• _Gösterilen metin_:
Okulunu birincilikle bitiren Sultan Galiyev hem öğretmenlik yapar, hem de Ufa Belediye Kütüphanesine bakar. Bu arada Islahatçı Şakirdler hareketine katılır ve Moskova’da yayınlanan Russkij Ucitel gazetesine “Halkın Çocuğu” imzalı makaleler yazar. Derken Mir İslama dergisinde, Söz, Julduz, İl, Vakt gibi Tatar gazetelerinde devrimi savunmaya başlar.

Zehirli zirve
Galiyevler felaket teşkilatçıdırlar, “Savaşçı Tatar Sosyalist Örgütü”nü kurmakla kalmaz, eşi Ravza’yı “Müslime Kurtuluş Hareketi”ne lider yapar. Bunlar bilahare Bakü’ye gider, komünizmden çok şey bekleyen Neriman Nerimanov’un yanında yer alırlar. Galiyev sadece Tatarları ve Başkırtları değil bütün Türk boylarını isyana çağırır. “Yöneticilerinize başkaldırın! Onları kurşuna dizin ve Sovyet saflarına katılın” demekten kaçınmaz.

Galiyev’in o dönemde dine mesafeli durduğu söylenir. Kalbini bilemeyiz ama fırıldaklık yapmaz mesela Ceditçilerden (reformistlerden) hiç hoşlanmaz, şeriatı eğip bükmeye çalışanlarla işi olmaz. Ceditçiler cennetin herkese açık olduğunu söyler, fısktan, fücurdan, küfrden korkanları (Kadimcileri) alaya alırlar. Galiyev dinde reformun dinsizliğe doğru gittiğinin farkındadır, buna alet olmaz. Sosyalizm ve din, devrim ve ibadet, halk meclisi ve cami cemaati... Bu kelimeleri yan yana getirmekte de zorlanır, karşı karşıya getirmekten de korkar. “İslami sosyalizm” gibi bir terimi ağzına bile almaz, ancak Müslümanların öncülük ettiği sosyalist düzeni savunur, ayak sesleri gelmekte olan rejimde yer tutmaya bakar.

Kızıl mollalar!

• _Çıkarılan kayıtlar_:
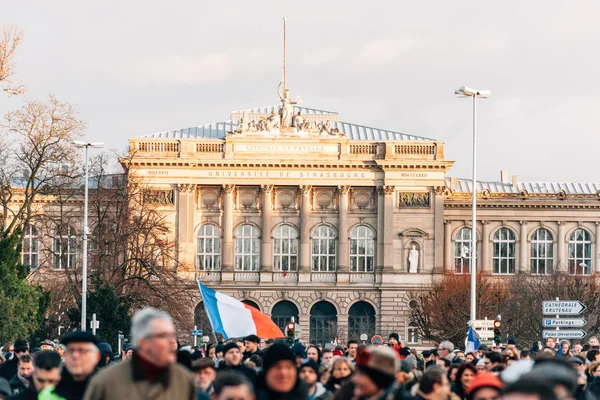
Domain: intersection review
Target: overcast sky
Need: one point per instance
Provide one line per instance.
(138, 67)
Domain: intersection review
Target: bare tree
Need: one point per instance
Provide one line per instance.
(10, 39)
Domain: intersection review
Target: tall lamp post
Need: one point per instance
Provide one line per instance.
(85, 146)
(464, 92)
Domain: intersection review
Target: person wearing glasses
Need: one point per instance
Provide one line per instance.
(152, 373)
(81, 358)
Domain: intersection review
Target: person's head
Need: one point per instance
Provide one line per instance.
(491, 360)
(279, 369)
(313, 353)
(485, 386)
(434, 384)
(47, 370)
(375, 370)
(204, 373)
(327, 356)
(25, 366)
(232, 386)
(352, 348)
(528, 389)
(81, 355)
(445, 348)
(393, 339)
(252, 342)
(153, 336)
(232, 355)
(309, 372)
(241, 345)
(341, 368)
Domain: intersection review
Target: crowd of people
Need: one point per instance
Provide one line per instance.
(157, 367)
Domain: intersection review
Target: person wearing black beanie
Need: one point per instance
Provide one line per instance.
(279, 378)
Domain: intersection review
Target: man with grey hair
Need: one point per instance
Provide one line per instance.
(152, 372)
(445, 350)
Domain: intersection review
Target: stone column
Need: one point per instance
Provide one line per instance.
(266, 248)
(305, 230)
(343, 255)
(485, 261)
(388, 232)
(186, 206)
(523, 246)
(227, 224)
(380, 226)
(448, 249)
(561, 264)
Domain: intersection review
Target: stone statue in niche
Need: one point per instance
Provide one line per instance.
(413, 260)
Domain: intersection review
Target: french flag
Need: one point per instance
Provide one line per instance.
(234, 319)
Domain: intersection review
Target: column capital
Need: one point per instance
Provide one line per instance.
(228, 188)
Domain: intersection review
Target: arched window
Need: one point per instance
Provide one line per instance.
(361, 319)
(504, 251)
(208, 248)
(323, 250)
(30, 247)
(247, 248)
(323, 323)
(283, 312)
(65, 248)
(580, 252)
(542, 250)
(362, 249)
(462, 251)
(285, 249)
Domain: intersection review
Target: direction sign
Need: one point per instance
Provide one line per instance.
(565, 334)
(562, 307)
(564, 322)
(483, 323)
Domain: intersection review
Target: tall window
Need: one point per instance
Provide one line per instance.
(462, 251)
(580, 253)
(362, 249)
(247, 248)
(208, 249)
(65, 248)
(504, 251)
(30, 247)
(542, 249)
(285, 251)
(323, 250)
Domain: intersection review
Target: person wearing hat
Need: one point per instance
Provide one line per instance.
(9, 368)
(279, 378)
(485, 385)
(153, 372)
(81, 358)
(252, 343)
(233, 362)
(204, 375)
(309, 373)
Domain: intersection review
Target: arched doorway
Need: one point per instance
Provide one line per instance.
(283, 312)
(361, 319)
(251, 303)
(323, 323)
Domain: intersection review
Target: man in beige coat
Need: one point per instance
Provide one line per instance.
(152, 373)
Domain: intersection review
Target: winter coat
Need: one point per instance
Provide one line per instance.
(129, 381)
(67, 388)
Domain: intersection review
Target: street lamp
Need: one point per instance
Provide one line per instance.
(86, 146)
(464, 92)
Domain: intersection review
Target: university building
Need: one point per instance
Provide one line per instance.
(302, 214)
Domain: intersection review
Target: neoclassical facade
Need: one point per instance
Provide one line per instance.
(340, 225)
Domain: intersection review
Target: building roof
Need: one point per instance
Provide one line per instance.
(464, 185)
(218, 130)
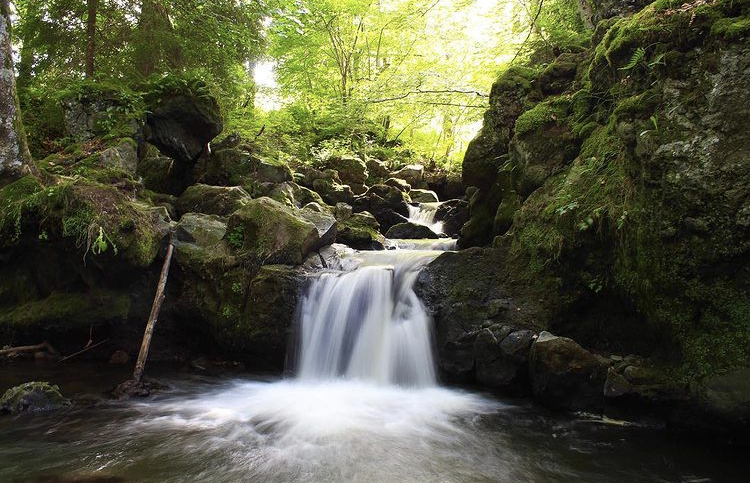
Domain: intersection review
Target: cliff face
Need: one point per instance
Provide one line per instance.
(621, 175)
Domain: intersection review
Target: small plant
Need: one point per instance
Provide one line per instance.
(236, 238)
(635, 59)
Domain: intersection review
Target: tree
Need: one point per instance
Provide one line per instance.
(15, 159)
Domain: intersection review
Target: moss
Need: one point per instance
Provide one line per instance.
(65, 311)
(541, 114)
(731, 28)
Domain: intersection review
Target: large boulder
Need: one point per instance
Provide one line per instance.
(182, 125)
(272, 232)
(470, 290)
(351, 169)
(32, 397)
(410, 231)
(453, 214)
(212, 200)
(412, 174)
(235, 167)
(563, 374)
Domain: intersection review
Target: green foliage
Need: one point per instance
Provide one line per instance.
(236, 237)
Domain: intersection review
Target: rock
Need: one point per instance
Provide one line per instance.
(181, 126)
(32, 397)
(124, 156)
(324, 222)
(342, 211)
(412, 174)
(565, 375)
(351, 169)
(378, 169)
(272, 232)
(387, 204)
(212, 200)
(200, 229)
(410, 231)
(446, 185)
(453, 214)
(423, 196)
(237, 167)
(466, 290)
(332, 192)
(360, 231)
(163, 175)
(304, 196)
(398, 183)
(119, 357)
(500, 354)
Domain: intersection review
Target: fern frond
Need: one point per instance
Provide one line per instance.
(637, 56)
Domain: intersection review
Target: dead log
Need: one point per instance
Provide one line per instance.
(155, 307)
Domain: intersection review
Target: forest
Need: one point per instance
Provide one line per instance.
(374, 241)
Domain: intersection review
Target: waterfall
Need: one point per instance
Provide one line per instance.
(368, 324)
(424, 214)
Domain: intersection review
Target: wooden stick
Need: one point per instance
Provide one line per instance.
(87, 348)
(155, 307)
(29, 348)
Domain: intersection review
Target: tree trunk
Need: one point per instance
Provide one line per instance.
(92, 8)
(15, 160)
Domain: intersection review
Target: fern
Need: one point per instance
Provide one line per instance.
(636, 58)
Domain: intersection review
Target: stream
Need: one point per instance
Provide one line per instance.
(365, 405)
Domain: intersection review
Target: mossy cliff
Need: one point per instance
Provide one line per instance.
(621, 174)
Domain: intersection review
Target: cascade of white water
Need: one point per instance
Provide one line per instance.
(368, 324)
(424, 214)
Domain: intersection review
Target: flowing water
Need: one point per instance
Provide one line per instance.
(364, 406)
(424, 214)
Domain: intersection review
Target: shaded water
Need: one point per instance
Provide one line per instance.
(364, 407)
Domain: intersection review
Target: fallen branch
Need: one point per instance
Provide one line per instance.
(87, 348)
(29, 348)
(155, 307)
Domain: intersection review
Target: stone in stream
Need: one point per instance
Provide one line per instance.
(563, 374)
(32, 397)
(453, 214)
(182, 125)
(410, 231)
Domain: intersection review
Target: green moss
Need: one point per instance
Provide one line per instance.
(731, 28)
(543, 113)
(66, 311)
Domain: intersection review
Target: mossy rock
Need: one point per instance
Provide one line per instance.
(360, 231)
(212, 200)
(273, 232)
(32, 397)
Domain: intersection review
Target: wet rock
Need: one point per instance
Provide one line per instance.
(410, 231)
(412, 174)
(423, 196)
(324, 222)
(182, 125)
(119, 357)
(351, 169)
(273, 232)
(453, 214)
(378, 169)
(360, 231)
(332, 192)
(563, 374)
(32, 397)
(212, 200)
(123, 156)
(399, 184)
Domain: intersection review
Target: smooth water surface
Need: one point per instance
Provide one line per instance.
(246, 430)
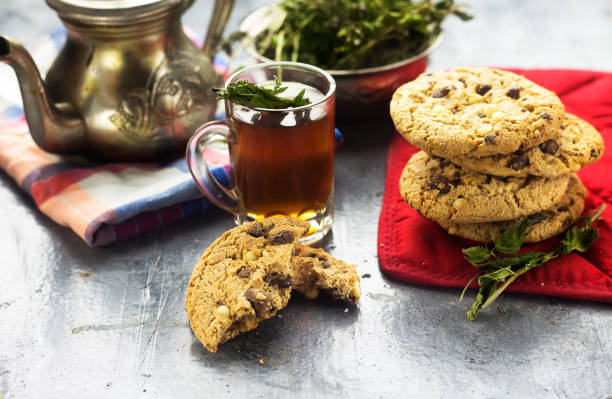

• _Alıştırma görevleri_:
1/ Sultan Galiyev hakkındaki metne göre aşağıdaki soruları yanıtlayın.
(a) Galiyev, Moskova'da yayınlanan hangi gazeteye makaleler yazar?
(b) Galiyev, eşi Ravza'yı hangi harekete lider yapar?
(c) Galiyev'in hiç hoşlanmadığı grup hangisidir?
2/ Sultan Galiyev hakkındaki metinde "Okulunu birincilikle bitiren" sözleriyle başlayıp "devrimi savunmaya başlar." sözleriyle biten bölümü aynen yineleyin.
3/ Sultan Galiyev hakkındaki metni, bittiği noktadan itibaren devam ettirin.

• _Görev çıktıları_:
1/
(a) Russkij Ucitel gazetesine.
(b) Müslime Kurtuluş Hareketi'ne.
(c) Ceditçiler (reformistler).

2/
Okulunu birincilikle bitiren Sultan Galiyev hem öğretmenlik yapar, hem de Ufa Belediye Kütüphanesine bakar. Bu arada Islahatçı Şakirdler hareketine katılır ve Moskova’da yayınlanan Russkij Ucitel gazetesine “Halkın Çocuğu” imzalı makaleler yazar. Derken Mir İslama dergisinde, Söz, Julduz, İl, Vakt gibi Tatar gazetelerinde devrimi savunmaya başlar.

3/
Galiyev’in kontrolündeki Kızıl Mollalar, Başkırtlar, Kırgızlar ve Azeriler arasında rahat çalışırlar ama Türkistan, Kafkasya ve Özbekistan’da tepki alırlar. Dağıstanlılar ise sırf Çar’a inat ihtilalcilere katılır, “Şeriat süvarileri”yle “komolara” destek olurlar.

Galiyev Müslüman Sosyalist Komitesi’nin lideri Molla Nur Vahidov’la birlikte devrimi omuzlar. Hırsı ve hitabeti ile parti içinde hızla yükselir, Vahidov öldürülünce meydan ona kalır. Hele Narkomats’ın yayın organı Jizn Natsionalnostey’in editörlüğünü de kapınca kapılar ardına kadar açılır, basamakları hızla tırmanmaya başlar. Merkezi Müslüman Komiserliği, Müslüman Askeri Kollegiyumu derken Lenin, Troçki, Buharin ve Stalin’le birlikte zirveye demir atar.

Bu büyük bir güçtür ama ne soydaşlarına ne de dindaşlarına hayrı dokunmaz. Lenin’in başta olduğu yıllarda Müslümanlar Galiyev’den çok şey umar, umduklarıyla kalırlar. Hayat her geçen gün zorlaşır, baskılar bunaltmaya başlar. Bırakın mütedeyyin insanları, partiye çalışanlar bile izlenip diplenir, kızıllara bir türlü yaranamazlar. Moskova isteklerini dikte ettirir, devrimci Tatarlara kimse fikrini sormaz.

Domuzdan post...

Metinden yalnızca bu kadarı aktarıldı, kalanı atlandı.